(Point labeling examples)
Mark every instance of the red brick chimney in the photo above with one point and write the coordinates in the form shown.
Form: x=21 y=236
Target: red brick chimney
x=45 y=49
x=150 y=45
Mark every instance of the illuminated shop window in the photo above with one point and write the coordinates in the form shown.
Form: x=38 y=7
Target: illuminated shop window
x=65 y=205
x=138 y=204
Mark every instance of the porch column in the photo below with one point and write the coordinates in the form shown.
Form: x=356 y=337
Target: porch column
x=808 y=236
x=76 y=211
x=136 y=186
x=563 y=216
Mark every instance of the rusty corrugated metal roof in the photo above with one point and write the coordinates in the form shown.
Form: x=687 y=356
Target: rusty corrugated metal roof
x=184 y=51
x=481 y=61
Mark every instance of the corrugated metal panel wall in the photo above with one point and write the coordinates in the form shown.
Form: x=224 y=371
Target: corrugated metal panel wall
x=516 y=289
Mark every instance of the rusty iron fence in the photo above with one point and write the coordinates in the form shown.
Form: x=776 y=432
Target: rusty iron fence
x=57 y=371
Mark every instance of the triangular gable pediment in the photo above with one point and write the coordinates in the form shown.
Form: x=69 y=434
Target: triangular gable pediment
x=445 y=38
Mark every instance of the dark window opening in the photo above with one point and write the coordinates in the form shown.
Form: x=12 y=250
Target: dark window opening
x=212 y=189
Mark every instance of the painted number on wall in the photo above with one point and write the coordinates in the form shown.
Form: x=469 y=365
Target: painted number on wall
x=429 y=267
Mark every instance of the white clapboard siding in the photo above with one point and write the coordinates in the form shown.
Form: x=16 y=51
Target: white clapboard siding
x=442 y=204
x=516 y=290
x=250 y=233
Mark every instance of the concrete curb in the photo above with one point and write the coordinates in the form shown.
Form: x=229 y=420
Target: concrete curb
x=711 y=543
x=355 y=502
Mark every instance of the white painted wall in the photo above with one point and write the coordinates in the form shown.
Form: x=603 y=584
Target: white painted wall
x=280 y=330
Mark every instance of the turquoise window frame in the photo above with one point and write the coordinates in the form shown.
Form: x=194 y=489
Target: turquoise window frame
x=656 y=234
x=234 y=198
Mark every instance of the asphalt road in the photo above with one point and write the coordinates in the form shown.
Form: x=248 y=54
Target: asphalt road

### Given task
Rewrite all the lines above as a JSON list of strings, one string per line, leaving out blank lines.

### Response
[
  "Mark every instance of the red brick chimney in the photo above with one point and write the coordinates in the form shown.",
  "Form: x=21 y=236",
  "Target: red brick chimney",
  "x=45 y=49",
  "x=150 y=45",
  "Mark every instance of the illuminated shop window in the photo above with one point and write the coordinates in the form shown.",
  "Form: x=38 y=7",
  "Target: illuminated shop window",
  "x=65 y=205",
  "x=138 y=204",
  "Mark every instance of the porch column in the photo below with one point and write the coordinates in the form shown.",
  "Form: x=356 y=337",
  "Target: porch column",
  "x=808 y=236",
  "x=76 y=211",
  "x=136 y=186",
  "x=563 y=216",
  "Mark every instance of the rusty corrugated metal roof in the photo above with one point and write the coordinates in the form shown.",
  "Form: x=687 y=356",
  "Target: rusty corrugated metal roof",
  "x=184 y=51",
  "x=481 y=61",
  "Mark every instance of the corrugated metal panel wall in the photo above with one point and write the coordinates in the form shown.",
  "Form: x=224 y=371",
  "Target: corrugated metal panel wall",
  "x=516 y=289",
  "Mark every instance of the rusty iron fence in the photo above with one point and write the coordinates in the form shown.",
  "Form: x=776 y=432",
  "Target: rusty iron fence",
  "x=57 y=371",
  "Mark every instance of the triangular gable pediment in the photo above with one point and write the coordinates in the form shown.",
  "Form: x=69 y=434",
  "Target: triangular gable pediment",
  "x=445 y=38",
  "Mark every instance of the dark window opening in the photo above with one point and write the coordinates in the form shown.",
  "Form: x=12 y=250",
  "Target: dark window opening",
  "x=212 y=189",
  "Mark every instance of the painted number on wall in the photo above with one point and write the coordinates in the form shown.",
  "Form: x=469 y=365",
  "Target: painted number on wall",
  "x=429 y=267",
  "Mark every instance of the white clapboard siding in the photo above with one point and write the coordinates in the form shown.",
  "Form: x=16 y=51",
  "Target: white clapboard siding",
  "x=442 y=204",
  "x=516 y=290",
  "x=250 y=233",
  "Mark every instance of the concrete curb in the photo above with one point and write the coordinates in the form shown.",
  "Form: x=229 y=420",
  "Target: concrete curb",
  "x=711 y=543",
  "x=355 y=502",
  "Mark every instance of the white painted wall in the photo above with one point and write the coordinates in the form shown.",
  "Form: x=603 y=584",
  "Target: white painted wall",
  "x=280 y=330",
  "Mark every instance of the turquoise window frame in the photo above with one point and write the coordinates in the form shown.",
  "Form: x=194 y=489",
  "Target: turquoise window frame",
  "x=656 y=234",
  "x=234 y=198",
  "Mark every instance of the asphalt road in the photo above with one point and write the coordinates in the form shown.",
  "Form: x=248 y=54",
  "Target: asphalt road"
]